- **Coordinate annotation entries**
++++

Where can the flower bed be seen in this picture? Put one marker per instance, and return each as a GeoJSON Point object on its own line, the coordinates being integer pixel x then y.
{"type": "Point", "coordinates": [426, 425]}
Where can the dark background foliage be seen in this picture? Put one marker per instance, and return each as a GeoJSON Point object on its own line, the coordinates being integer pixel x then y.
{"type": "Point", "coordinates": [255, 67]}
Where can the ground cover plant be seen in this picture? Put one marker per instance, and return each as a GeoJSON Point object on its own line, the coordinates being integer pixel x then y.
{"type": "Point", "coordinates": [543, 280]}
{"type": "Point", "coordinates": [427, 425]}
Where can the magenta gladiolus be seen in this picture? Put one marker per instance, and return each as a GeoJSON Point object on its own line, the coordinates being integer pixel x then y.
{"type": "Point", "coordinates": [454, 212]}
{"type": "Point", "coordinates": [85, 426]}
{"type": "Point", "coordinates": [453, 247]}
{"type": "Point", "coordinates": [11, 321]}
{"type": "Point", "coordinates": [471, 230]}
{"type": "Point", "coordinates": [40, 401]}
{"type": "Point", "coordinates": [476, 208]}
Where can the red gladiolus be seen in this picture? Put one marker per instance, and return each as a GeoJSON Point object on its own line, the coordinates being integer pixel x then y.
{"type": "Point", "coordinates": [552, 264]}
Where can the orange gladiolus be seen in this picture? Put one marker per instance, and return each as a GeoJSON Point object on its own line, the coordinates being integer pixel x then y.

++++

- **WRITTEN PROBLEM**
Please render every one of the rows above as a JSON list of strings, one string per line, leaving out any blank lines.

- **EXERCISE ANSWER**
[
  "Where can the flower bed be seen in this picture? Put one marker per instance, and return each as a GeoJSON Point object on its own line, the coordinates being integer pixel x then y.",
  "{\"type\": \"Point\", \"coordinates\": [426, 425]}",
  "Where can the dark background foliage be seen in this picture? Put one marker per instance, and return each as a GeoJSON Point object on its own line, the coordinates being integer pixel x then y.",
  "{\"type\": \"Point\", \"coordinates\": [255, 67]}",
  "Where can the ground cover plant be seen in this picture? Put one marker per instance, and return each as a GeoJSON Point object on its own line, the coordinates being integer pixel x then y.",
  "{\"type\": \"Point\", \"coordinates\": [543, 280]}",
  "{\"type\": \"Point\", \"coordinates\": [427, 425]}",
  "Where can the magenta gladiolus be seen in this picture? Put one marker per instance, and return each as a GeoJSON Point object on its own line, the coordinates being integer pixel x then y.",
  "{\"type\": \"Point\", \"coordinates\": [454, 212]}",
  "{\"type\": \"Point\", \"coordinates\": [85, 426]}",
  "{\"type\": \"Point\", \"coordinates\": [453, 247]}",
  "{\"type\": \"Point\", \"coordinates\": [11, 321]}",
  "{\"type\": \"Point\", \"coordinates\": [471, 230]}",
  "{\"type\": \"Point\", \"coordinates\": [40, 401]}",
  "{\"type\": \"Point\", \"coordinates\": [476, 208]}",
  "Where can the red gladiolus be seen in this picture? Put one marker per instance, and return each as a GeoJSON Point object on its own line, the coordinates being integer pixel x then y.",
  "{\"type\": \"Point\", \"coordinates\": [552, 264]}",
  "Where can the orange gladiolus be seen in this picture? Put one marker per instance, and return each as a GeoJSON Point object on its own line, the coordinates being integer pixel x then y."
]